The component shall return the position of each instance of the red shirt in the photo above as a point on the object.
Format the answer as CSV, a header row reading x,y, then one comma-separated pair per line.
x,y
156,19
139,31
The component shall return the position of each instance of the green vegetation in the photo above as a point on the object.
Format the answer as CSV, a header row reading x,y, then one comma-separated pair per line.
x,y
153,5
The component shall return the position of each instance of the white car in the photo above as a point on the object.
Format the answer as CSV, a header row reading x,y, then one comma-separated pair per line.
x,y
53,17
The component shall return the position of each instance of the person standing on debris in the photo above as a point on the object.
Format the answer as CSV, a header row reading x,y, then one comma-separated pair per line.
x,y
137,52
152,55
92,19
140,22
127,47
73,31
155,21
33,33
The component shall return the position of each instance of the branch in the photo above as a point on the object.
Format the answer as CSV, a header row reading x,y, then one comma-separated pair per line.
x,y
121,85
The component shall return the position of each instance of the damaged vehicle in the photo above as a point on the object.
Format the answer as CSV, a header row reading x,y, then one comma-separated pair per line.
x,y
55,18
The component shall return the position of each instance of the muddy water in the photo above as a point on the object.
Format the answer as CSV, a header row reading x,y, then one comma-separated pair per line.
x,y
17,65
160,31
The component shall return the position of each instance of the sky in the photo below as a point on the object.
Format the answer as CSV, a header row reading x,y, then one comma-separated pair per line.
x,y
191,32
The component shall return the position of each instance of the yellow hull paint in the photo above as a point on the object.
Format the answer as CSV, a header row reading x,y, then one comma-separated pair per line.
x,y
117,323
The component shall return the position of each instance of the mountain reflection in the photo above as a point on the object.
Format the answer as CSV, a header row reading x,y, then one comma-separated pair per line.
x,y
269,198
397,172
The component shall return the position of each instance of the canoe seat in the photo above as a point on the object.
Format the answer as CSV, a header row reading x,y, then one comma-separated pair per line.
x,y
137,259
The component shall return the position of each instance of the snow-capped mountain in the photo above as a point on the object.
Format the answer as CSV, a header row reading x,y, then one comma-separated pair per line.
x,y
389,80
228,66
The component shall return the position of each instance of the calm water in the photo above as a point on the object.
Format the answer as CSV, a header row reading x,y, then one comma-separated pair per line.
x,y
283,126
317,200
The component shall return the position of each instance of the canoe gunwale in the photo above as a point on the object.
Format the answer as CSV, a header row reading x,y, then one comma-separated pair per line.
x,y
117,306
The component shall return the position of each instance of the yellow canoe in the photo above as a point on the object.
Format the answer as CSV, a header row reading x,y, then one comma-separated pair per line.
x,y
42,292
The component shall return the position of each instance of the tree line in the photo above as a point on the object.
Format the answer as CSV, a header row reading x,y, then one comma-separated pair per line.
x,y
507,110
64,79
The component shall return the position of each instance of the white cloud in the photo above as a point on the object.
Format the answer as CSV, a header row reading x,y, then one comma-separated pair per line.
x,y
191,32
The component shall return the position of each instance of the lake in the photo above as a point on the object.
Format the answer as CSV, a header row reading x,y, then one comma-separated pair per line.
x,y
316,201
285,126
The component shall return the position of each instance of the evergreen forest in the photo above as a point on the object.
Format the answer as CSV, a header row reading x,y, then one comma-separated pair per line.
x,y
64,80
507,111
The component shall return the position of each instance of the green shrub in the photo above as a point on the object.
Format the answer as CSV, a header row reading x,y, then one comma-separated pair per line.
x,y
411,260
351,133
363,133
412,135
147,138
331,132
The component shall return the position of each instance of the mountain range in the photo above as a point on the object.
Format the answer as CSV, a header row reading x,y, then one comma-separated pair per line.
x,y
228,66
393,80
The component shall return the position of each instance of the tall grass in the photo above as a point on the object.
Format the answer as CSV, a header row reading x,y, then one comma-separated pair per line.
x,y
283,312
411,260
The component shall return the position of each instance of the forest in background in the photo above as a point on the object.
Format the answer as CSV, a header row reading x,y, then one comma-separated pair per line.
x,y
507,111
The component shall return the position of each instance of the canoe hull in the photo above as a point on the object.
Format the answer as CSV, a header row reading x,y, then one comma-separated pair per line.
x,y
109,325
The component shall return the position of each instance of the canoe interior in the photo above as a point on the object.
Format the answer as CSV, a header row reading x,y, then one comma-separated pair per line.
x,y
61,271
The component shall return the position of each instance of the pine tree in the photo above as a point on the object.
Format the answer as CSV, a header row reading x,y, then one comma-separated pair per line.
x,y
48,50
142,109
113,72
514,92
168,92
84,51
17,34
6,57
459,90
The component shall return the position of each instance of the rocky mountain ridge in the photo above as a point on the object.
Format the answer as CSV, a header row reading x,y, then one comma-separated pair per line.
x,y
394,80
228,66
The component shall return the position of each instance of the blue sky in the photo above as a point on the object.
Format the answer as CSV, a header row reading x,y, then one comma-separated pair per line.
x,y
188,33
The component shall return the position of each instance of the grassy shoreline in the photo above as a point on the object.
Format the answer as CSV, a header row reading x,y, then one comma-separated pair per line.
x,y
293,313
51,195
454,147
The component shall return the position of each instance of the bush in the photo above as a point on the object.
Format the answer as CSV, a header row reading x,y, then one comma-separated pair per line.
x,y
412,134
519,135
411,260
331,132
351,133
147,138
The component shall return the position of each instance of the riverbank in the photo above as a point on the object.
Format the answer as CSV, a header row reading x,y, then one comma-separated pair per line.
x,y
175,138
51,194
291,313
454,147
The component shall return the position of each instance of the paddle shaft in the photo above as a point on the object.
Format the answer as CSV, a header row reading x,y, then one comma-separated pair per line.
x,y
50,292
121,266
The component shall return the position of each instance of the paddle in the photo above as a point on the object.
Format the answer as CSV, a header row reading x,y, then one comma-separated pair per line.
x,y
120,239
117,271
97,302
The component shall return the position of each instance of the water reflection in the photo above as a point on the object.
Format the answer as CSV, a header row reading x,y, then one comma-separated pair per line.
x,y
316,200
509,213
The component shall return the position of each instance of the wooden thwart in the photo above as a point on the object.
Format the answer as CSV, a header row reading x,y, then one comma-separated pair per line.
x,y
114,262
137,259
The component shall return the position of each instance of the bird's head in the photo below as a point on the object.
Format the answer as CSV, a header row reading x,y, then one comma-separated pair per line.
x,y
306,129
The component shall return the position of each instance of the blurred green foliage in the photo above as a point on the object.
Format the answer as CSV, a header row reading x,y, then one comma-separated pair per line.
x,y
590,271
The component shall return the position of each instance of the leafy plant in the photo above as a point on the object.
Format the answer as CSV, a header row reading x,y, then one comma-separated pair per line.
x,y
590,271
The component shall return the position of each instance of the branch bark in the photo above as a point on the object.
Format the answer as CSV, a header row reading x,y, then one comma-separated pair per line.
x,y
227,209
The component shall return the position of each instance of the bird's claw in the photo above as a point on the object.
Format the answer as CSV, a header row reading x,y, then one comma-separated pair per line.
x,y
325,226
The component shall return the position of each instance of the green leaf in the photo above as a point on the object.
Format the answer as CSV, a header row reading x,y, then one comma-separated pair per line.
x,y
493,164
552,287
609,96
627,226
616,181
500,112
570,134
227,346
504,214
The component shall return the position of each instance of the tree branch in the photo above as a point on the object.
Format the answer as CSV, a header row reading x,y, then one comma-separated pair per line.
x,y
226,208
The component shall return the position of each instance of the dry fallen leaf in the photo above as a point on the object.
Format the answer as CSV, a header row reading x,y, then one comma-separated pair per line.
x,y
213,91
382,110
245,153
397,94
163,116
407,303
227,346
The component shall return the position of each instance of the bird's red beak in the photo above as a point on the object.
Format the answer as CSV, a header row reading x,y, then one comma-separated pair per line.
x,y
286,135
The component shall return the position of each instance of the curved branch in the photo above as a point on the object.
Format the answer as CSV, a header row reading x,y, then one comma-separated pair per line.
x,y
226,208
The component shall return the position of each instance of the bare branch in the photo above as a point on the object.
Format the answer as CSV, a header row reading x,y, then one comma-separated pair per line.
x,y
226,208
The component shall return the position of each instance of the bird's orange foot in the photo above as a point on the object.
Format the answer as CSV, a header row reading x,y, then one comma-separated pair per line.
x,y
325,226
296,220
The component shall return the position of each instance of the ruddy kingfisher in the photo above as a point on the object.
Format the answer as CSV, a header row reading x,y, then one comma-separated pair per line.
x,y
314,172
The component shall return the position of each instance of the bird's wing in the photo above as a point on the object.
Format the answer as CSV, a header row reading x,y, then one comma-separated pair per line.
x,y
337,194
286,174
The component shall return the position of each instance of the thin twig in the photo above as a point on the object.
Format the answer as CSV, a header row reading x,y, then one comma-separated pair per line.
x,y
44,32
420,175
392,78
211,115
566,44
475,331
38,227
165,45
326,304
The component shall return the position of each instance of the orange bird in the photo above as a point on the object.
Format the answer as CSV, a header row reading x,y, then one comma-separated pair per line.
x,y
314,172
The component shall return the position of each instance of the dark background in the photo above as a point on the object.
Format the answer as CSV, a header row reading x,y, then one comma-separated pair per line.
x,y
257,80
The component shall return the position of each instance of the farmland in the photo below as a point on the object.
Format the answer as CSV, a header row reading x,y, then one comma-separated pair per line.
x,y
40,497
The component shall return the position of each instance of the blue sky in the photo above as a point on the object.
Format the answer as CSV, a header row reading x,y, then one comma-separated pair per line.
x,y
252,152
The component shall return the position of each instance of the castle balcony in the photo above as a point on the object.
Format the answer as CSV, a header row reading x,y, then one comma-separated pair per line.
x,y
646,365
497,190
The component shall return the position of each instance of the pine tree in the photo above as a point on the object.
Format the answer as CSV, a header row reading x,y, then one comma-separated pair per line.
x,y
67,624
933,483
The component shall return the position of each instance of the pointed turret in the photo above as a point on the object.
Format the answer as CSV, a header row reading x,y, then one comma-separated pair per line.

● ● ● ● ● ● ●

** What to do **
Take every line from the one containing "of the castle" to the end of the listing and output it exactly, with nothing else.

** Task solution **
The component shall return the position of each instance of the castle balcony in the photo above as a point on the object.
Format the answer as CSV, a header row reading x,y, then one comma-separated pair per line.
x,y
646,365
497,190
The component shall return the position of each instance of the pine tree in the photo above as a point on the object.
Format the answer as CSV, a header row reading x,y, then one comma-separated pair per line.
x,y
67,624
933,483
The component shall return the position of each instance of the pointed turret in the photo above as a point on the object.
Format the answer as CSV, a header row reading x,y, then one comma-separated pair per line.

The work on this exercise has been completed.